======== Selection
And the high-ceilinged space is boisterous and bustling. What with carts
bearing tubs of dirty dishes clunking along the hardwood floor, the constant
arranging -- and rearranging -- of tables and chairs, the restless comings and
goings of carnivorous hordes, and the spirited verbal byplay on the part of
members of the staff, the frenetic ambulation can become unnerving. Despite
this apparent state of organized confusion, however -- and the complaints from
other reviewers regarding sporadic service -- I have always found the members
of the wait staff here to be, if not finely polished, at least competent and
professional in the timely fulfillment of their appointed tasks. Still, if you
desire a respite from some (but certainly not all) of the general hubbub,
prevail upon the hostess to seat you in one of the smaller side rooms... and
hope for the best.
The regular menu is a straightforward affair highlighting the restaurant's
USDA prime beef, which is aged on the premises, and a number of permanent
appetizers, potatoes & vegetables, and salads. There is also a daily
printed insert listing items (with prices) designed to appeal to seafood lovers
as well as carnivores with more adventurous palates. By any stretch of the
imagination, an evening at River Palm Terrace is NOT a
cheap date; but since a house salad and choice of French fries, baked Idaho
potato, or rice are included with the entrée -- and are usually additional
luxuries at more hoity-toity steakhouses -- the sticker shock may be somewhat
Among the appetizers, the Maryland jumbo lump crabmeat cocktail ($16.95) is
clearly the star of the show. A copious mound of sweet, succulent nuggets is
set on a bed of radicchio and garnished with ramekins of spicy cocktail sauce
and horseradish. A fabulous starter. As are the grilled
tender-right-down-to-the-stem artichoke hearts accompanied by pristinely fresh
mâche and drizzles of olive oil and balsamic vinegar ($11.95).
================
======== Dataset excerpts
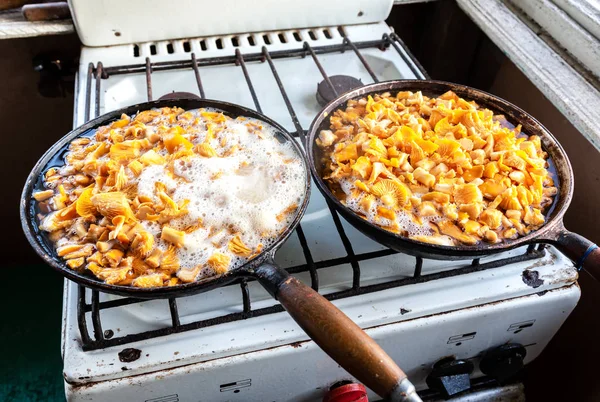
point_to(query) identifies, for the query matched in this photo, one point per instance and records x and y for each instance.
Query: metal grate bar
(174, 312)
(246, 297)
(93, 345)
(410, 61)
(334, 215)
(81, 309)
(88, 91)
(99, 73)
(348, 42)
(197, 74)
(242, 64)
(216, 61)
(96, 323)
(321, 69)
(418, 267)
(148, 72)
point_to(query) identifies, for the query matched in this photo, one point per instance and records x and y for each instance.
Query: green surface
(31, 301)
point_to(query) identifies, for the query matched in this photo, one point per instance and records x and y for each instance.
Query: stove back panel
(114, 22)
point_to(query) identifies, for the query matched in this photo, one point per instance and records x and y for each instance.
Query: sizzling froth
(172, 196)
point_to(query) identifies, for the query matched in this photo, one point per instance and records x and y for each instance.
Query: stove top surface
(386, 291)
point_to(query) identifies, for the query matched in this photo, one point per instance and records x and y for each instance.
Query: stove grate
(97, 73)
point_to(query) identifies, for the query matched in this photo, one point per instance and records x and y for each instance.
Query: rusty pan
(331, 329)
(583, 252)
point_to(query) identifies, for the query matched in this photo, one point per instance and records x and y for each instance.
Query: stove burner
(179, 95)
(341, 83)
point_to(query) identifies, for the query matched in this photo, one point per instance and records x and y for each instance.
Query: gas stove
(235, 342)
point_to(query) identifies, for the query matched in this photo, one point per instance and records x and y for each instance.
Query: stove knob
(346, 391)
(503, 362)
(450, 376)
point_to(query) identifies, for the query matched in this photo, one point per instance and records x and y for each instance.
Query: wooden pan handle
(343, 340)
(583, 252)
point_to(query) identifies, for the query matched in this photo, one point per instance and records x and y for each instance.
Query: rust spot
(129, 355)
(532, 278)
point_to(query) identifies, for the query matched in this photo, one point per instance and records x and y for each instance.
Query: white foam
(244, 191)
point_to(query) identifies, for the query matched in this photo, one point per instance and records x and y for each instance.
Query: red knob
(347, 393)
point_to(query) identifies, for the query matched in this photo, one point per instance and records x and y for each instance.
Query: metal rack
(103, 339)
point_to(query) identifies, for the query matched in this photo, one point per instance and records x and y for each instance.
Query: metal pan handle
(583, 252)
(343, 340)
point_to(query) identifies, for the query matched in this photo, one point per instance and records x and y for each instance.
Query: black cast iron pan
(582, 251)
(335, 333)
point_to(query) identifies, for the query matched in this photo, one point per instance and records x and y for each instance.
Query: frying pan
(582, 251)
(335, 333)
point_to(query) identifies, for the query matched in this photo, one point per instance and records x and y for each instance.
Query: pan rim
(465, 251)
(31, 230)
================
* Directive *
Reproduce verbatim the portion of the steakhouse review that begins at the words "And the high-ceilinged" and ends after "for the best.".

* Exercise output *
And the high-ceilinged space is boisterous and bustling. What with carts
bearing tubs of dirty dishes clunking along the hardwood floor, the constant
arranging -- and rearranging -- of tables and chairs, the restless comings and
goings of carnivorous hordes, and the spirited verbal byplay on the part of
members of the staff, the frenetic ambulation can become unnerving. Despite
this apparent state of organized confusion, however -- and the complaints from
other reviewers regarding sporadic service -- I have always found the members
of the wait staff here to be, if not finely polished, at least competent and
professional in the timely fulfillment of their appointed tasks. Still, if you
desire a respite from some (but certainly not all) of the general hubbub,
prevail upon the hostess to seat you in one of the smaller side rooms... and
hope for the best.